_Assignment_. Leave the pictures out and reproduce all the entries word for word.

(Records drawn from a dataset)
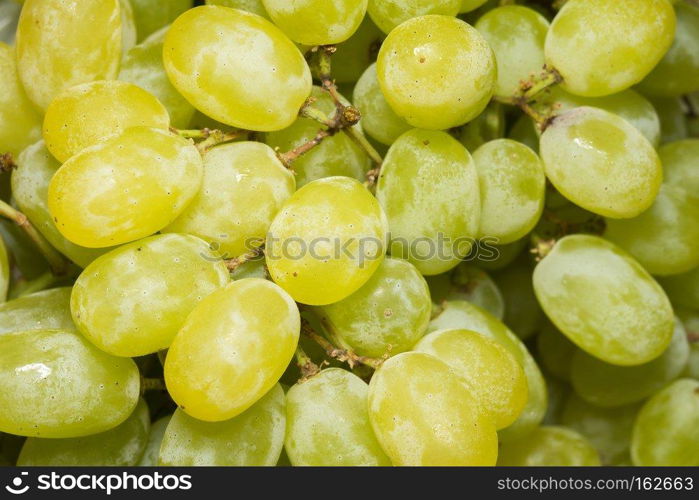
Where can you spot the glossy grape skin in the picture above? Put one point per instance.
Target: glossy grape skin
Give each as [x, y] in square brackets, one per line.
[517, 36]
[666, 431]
[549, 446]
[302, 243]
[61, 44]
[125, 188]
[121, 446]
[58, 385]
[20, 124]
[429, 189]
[423, 414]
[602, 47]
[436, 72]
[212, 54]
[222, 339]
[328, 423]
[601, 162]
[253, 438]
[386, 316]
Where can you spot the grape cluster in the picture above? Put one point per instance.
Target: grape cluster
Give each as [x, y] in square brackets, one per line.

_Written response_.
Where can you spot the glossy grape skin in the picture above? Put one point per instance.
Target: glossy grape skin
Give each as [x, y] in square brackets, one per line.
[517, 36]
[666, 431]
[549, 446]
[302, 243]
[61, 44]
[125, 188]
[121, 446]
[58, 385]
[20, 124]
[429, 189]
[423, 414]
[602, 47]
[436, 72]
[212, 54]
[222, 339]
[328, 423]
[601, 162]
[253, 438]
[386, 316]
Where can you spot the grape cluster in the picture above? Put one point per instance.
Target: grape cluster
Give each as [x, y] in square brackets, one per line.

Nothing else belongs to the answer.